**Ziel**. Gib den Abschnitt der Kolumne über Ehrenamt und Demokratie von „Seit März 2021“ bis einschließlich „am Ende sei.“ unverändert zurück.
___ Ausgangstext
Ehrenamt und Demokratie

Seit März 2021 erscheint in der Reihe »Logbuch Utopiastadt« regelmäßig eine Kolumne aus Utopiastadt im Wuppertaler Lokalteil der Westdeutschen Zeitung. Und hier auf der Seite.

Diese Kolumne ist von David J. Becher:

LOGBUCHEINTRAG 0.46

Es grünt so grün, wenn Wodebuen! Wenn was? Na, Wodebuen! Die Woche des bürgerschaftlichen Engagements. Das Zentrum für gute Taten ruft, und ganz Wuppertal präsentiert an allen Ecken und Enden, wo es Engagement gibt und wo man sich engagieren kann. Gleichzeitig lese ich täglich auf Twitter (oder halt jetzt ‚X‘), dass die Gesellschaft auseinander driftet, niemand mehr das sagen oder machen darf, was sie oder er will und das überhaupt die Demokratie mindestens kaputt, vielleicht sogar am Ende sei.
______
___ Bereitgestellte Zeilen
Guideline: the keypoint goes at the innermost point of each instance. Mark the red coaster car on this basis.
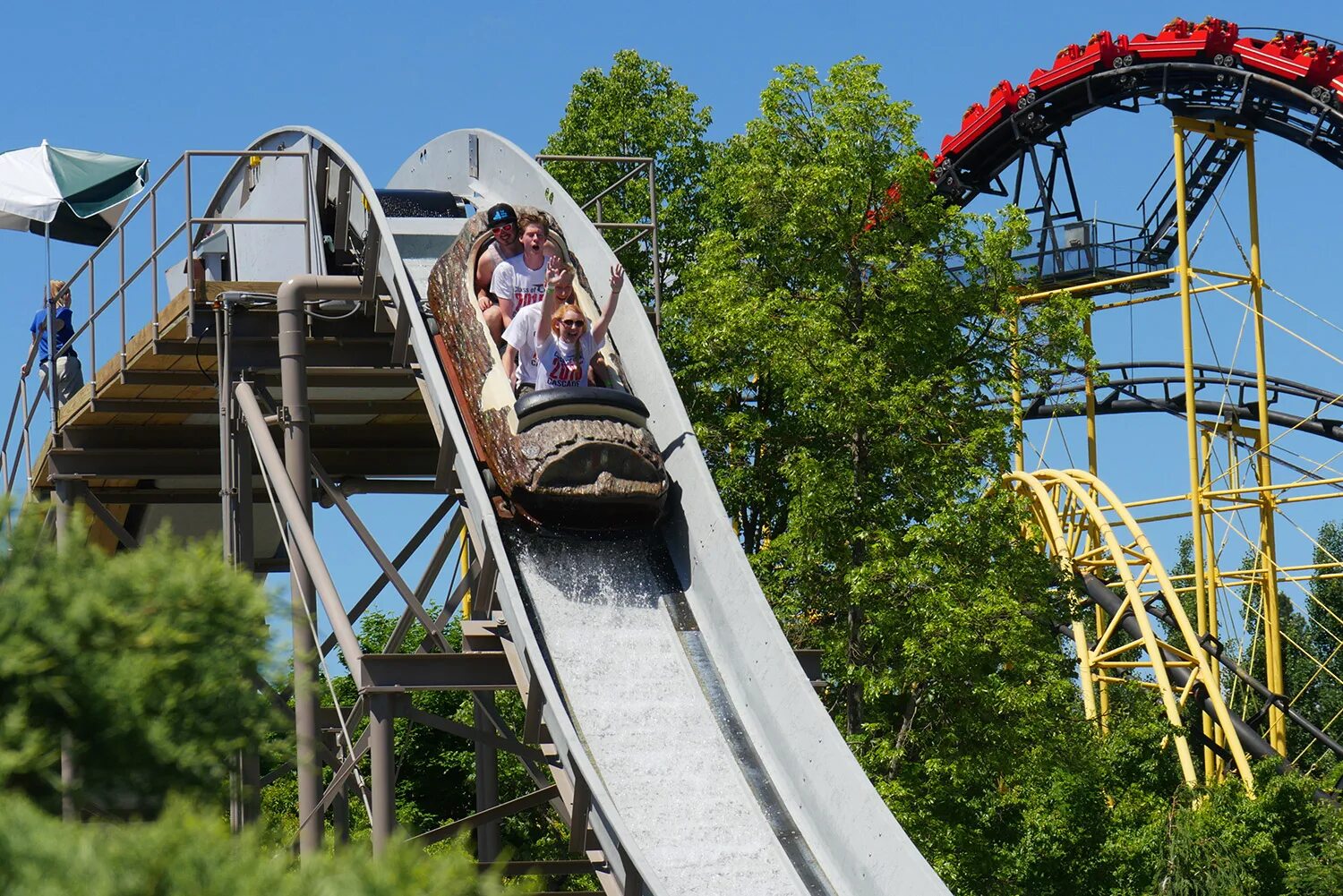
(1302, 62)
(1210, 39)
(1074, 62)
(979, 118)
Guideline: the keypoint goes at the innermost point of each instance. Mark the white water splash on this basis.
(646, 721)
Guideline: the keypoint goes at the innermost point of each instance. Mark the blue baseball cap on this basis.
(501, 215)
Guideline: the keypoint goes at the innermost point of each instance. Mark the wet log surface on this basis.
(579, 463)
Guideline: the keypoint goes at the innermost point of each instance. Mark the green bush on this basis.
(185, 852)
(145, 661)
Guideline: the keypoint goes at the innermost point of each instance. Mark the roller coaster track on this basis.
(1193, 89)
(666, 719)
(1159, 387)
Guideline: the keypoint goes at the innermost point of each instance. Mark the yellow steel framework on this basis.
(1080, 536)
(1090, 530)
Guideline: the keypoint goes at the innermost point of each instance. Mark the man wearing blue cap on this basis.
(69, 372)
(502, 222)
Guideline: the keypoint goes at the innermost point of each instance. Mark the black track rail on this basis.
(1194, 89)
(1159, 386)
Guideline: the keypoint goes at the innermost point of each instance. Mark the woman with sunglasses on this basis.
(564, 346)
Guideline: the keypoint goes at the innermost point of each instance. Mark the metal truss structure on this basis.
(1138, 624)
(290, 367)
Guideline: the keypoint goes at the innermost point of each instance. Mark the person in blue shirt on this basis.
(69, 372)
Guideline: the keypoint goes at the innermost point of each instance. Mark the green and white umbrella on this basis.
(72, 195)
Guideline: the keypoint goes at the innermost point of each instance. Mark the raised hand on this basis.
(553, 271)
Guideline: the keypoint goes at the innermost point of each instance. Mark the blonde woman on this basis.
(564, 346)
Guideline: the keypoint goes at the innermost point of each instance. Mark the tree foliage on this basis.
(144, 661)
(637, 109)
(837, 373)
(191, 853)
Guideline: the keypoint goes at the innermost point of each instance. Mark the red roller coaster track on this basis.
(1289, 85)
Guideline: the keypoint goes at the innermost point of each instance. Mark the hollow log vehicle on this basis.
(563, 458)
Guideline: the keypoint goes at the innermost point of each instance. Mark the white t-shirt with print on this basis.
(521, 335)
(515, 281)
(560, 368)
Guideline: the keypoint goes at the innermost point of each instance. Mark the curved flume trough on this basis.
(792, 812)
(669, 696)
______
___ Bereitgestellte Zeilen
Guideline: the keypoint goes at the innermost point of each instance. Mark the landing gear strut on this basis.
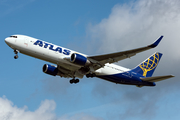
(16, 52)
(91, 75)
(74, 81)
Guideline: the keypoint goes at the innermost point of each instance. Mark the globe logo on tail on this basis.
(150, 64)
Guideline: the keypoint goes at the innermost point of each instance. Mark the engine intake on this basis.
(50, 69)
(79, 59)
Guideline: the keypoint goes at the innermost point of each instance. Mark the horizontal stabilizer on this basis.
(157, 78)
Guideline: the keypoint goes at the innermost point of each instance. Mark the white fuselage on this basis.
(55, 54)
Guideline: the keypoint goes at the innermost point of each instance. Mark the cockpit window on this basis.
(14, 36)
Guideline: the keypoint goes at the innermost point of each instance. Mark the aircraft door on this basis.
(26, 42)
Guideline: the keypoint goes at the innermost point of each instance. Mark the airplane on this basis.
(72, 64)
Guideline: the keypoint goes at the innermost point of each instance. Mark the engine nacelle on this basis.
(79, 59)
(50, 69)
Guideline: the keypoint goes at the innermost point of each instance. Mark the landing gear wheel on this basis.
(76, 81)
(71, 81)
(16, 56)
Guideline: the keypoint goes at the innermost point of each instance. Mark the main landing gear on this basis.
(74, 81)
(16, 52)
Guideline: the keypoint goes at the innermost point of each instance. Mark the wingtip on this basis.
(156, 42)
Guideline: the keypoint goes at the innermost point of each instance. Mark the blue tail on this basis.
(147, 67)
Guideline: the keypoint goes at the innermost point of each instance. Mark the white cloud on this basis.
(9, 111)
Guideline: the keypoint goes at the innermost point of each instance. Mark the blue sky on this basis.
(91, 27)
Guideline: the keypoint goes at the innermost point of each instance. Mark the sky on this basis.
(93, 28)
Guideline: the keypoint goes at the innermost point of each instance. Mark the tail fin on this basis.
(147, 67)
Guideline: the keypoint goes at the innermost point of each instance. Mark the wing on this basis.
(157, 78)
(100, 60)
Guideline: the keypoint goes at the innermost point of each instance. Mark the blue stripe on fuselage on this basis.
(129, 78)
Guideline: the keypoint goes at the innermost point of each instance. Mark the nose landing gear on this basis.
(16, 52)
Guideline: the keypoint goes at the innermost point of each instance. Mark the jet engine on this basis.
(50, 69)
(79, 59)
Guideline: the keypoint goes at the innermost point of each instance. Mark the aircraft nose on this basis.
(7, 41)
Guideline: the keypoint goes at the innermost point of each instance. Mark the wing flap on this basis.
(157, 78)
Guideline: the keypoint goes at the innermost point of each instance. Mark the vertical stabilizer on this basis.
______
___ Bereitgestellte Zeilen
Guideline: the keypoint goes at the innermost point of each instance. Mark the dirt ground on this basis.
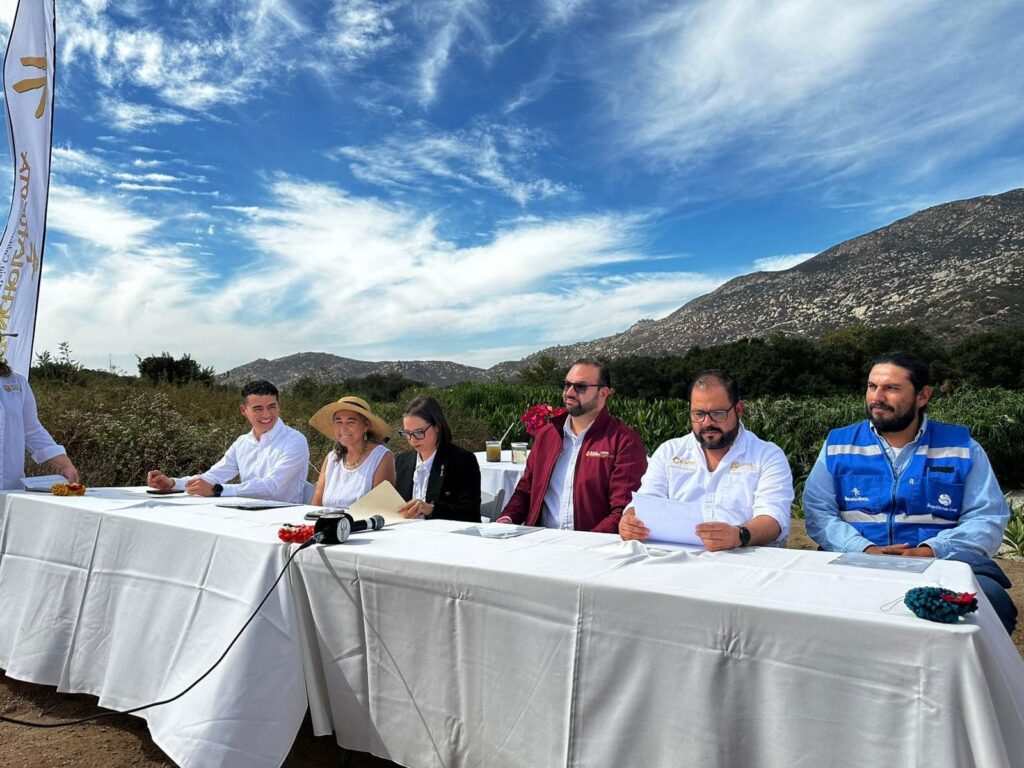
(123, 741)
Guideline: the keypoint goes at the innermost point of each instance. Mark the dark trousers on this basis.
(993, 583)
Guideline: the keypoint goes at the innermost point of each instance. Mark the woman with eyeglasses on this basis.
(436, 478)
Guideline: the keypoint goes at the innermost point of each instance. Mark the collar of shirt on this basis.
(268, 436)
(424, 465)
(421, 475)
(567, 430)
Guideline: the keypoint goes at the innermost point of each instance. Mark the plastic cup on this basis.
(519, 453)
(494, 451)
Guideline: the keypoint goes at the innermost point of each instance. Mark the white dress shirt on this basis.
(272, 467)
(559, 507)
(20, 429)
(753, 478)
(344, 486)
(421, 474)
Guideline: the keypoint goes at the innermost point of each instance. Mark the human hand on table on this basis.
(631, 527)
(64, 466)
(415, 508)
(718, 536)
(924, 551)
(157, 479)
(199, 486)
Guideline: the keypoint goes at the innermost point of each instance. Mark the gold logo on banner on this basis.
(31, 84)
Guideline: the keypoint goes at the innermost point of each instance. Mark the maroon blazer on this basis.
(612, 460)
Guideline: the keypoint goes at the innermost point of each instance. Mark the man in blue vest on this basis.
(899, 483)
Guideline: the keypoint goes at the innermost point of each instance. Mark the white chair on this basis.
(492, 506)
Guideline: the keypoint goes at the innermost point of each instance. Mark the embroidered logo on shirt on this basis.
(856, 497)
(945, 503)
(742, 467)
______
**Antwort**.
Seit März 2021 erscheint in der Reihe »Logbuch Utopiastadt« regelmäßig eine Kolumne aus Utopiastadt im Wuppertaler Lokalteil der Westdeutschen Zeitung. Und hier auf der Seite.

Diese Kolumne ist von David J. Becher:

LOGBUCHEINTRAG 0.46

Es grünt so grün, wenn Wodebuen! Wenn was? Na, Wodebuen! Die Woche des bürgerschaftlichen Engagements. Das Zentrum für gute Taten ruft, und ganz Wuppertal präsentiert an allen Ecken und Enden, wo es Engagement gibt und wo man sich engagieren kann. Gleichzeitig lese ich täglich auf Twitter (oder halt jetzt ‚X‘), dass die Gesellschaft auseinander driftet, niemand mehr das sagen oder machen darf, was sie oder er will und das überhaupt die Demokratie mindestens kaputt, vielleicht sogar am Ende sei.